**Daftar Tugas:**
(A) Jawab pertanyaan berikut dari cerita tentang didikan disiplin:
(i) Sepatu merek apa yang diidamkan tokoh aku?
(ii) Apa yang diberikan orang tua waktu tokoh aku minta boneka barbie?
(iii) Catatan apa yang ada di tembok kamar tokoh aku?
(B) Terjemahkan kalimat dari cerita tentang didikan disiplin ini ke bahasa Inggris: "Aku harus menabung untuk mendapatkan yang aku mau."
(C) Sambung cerita tentang didikan disiplin mulai dari kalimat terakhirnya.

**Teks yang Diberikan:**
┌────────

Minggu, 24 Mei 2015

Agar Ku Terbiasa

Aku terlahir di keluarga yang disiplin. Kakek, nenek, pakde, bude, om, tante, termasuk ibu dan bapakku pun termasuk tipe orang yang disiplin dan perfeksionis. Sedari kecil, aku dididik dengan cara berbeda dengan anak-anak seusia saya lainnya. Orang tuaku sangat jarang sekali memanjakan aku. Prinsipnya: "If you wanna get yours, you have to do your best." Jika aku menginginkan sesuatu hal kesukaanku, aku harus usaha mendapatkannya, atau menukarnya dengan pencapaian tertentu. Contohnya saja dengan prestasi. Masih teringat jelas hingga saat ini, aku selalu menginginkan sepatu Converse yang aku idamkan. Tapi, lagi-lagi aku bisa mendapatkannya ketika aku ranking di kelas.

Aku diajarkan untuk selalu disiplin dalam keseharian, dan mengerikannya aku harus melakukan segalanya dengan sempurna, perfect! Tentu tidak mudah bagiku untuk selalu melakukan aktifitas 'sesuai standar perfect orangtuaku'. Dan uniknya, aku benar-benar tak pernah bisa mendapatkan apa yang aku mau di keluarga ini. Bahkan, aku tak pernah memiliki boneka barbie ketika aku masih kecil. Meski aku menangis meronta-ronta dan guling-guling di jalanan untuk meminta boneka barbie, orangtuaku tak pernah membelikanku. Percaya tidak? Tapi itu benar-benar terjadi. Orang tuaku selalu memberikan barang lain. Aku kesal ketika itu. Aku minta barbie, tapi diberi boneka Panda. Aku benar-benar tak mendapatkan yang aku mau. Begitu pula dengan kedua saudaraku, kakak dan adik.

Aku tak tahu harus menyebut diriku ini seperti apa. Tapi orang lain menyebutku: "dewasa sebelum waktunya." Ya, banyak orangtua teman sebayaku menyebutku sangat dewasa. Karena ketika teman seusiaku masih saya menangis ketika keinginannya tak terpenuhi, aku disini dengan gaya 'cool' dan tak menangis. Seperti sudah terbiasa. Aku harus menabung untuk mendapatkan yang aku mau. Yang tentu masih aku ingat, ketika SMP, aku sangat ingin bergaya seperti teman-temanku memiliki hape berkamera VGA ketika itu. Aku sampai rela tak jajan untuk mengumpulkannya. Agaknya, tembok kamarku menjadi saksi bisu. Tembok kamarku terdapat catatan mimpi untuk membeli hape nokia tipe tertentu. Dan bahkan, disaat anak seusiaku masih diantar ke sekolah oleh orangtuanya, aku dengan gaya sok pemberani, setiap hari berjalan sendiri menuju sekolahku di taman kanak-kanak. Begitulah, aku sudah sangat terbiasa mandiri sejak taman kanak-kanak.

└────────

**Data Tersimpan:**
┌────────

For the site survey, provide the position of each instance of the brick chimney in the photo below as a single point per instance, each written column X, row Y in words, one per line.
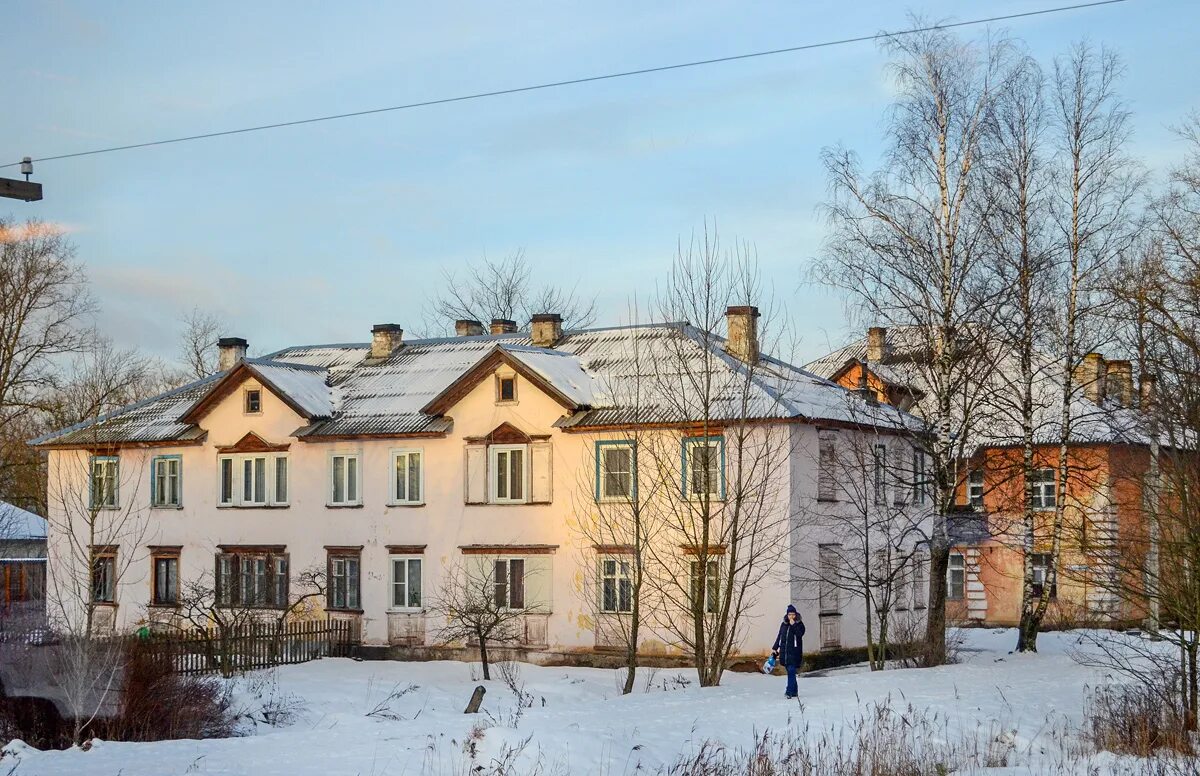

└────────

**Hasil:**
(A)
(i) Sepatu Converse.
(ii) Boneka Panda.
(iii) Catatan mimpi untuk membeli hape Nokia tipe tertentu.

(B) I had to save money to get what I wanted.

(C)
Semua memori yang lalu, sering kali membuatku tersenyum manis ketika mengingatnya. Membuatku berucap pada diri sendiri: "Kok bisa ya aku se-dewasa itu sejak taman kanak-kanak." Manis, teramat manis masa kecilku.

Dan seiring berjalan waktu, aku kian menyadari bahwa orangtuaku begitu sayang. Mereka mengajariku, bahwa untuk mendapatkan sesuatu, kita harus berjuang sendiri. Kita tak boleh berpangku tangan. Hidup itu perjuangan. Dan mereka mengajariku makna Cinta dan Sayang. Bahwa cinta tak harus terucap. Bahwa sayang tak harus selalu memberi. Cinta sejati adalah yang dilakukan dengan tindakan, bukan ucapan. Dan sayang tidak berarti memberi segalanya, tapi terkadang sayang berupa larangan agar kita tetap terjaga.

Dan semua ini agar ku terbiasa. Mereka hanya ingin memastikan, bahwa kelak ketika mereka meninggalkanku, aku sudah terbiasa. Aku sudah dewasa.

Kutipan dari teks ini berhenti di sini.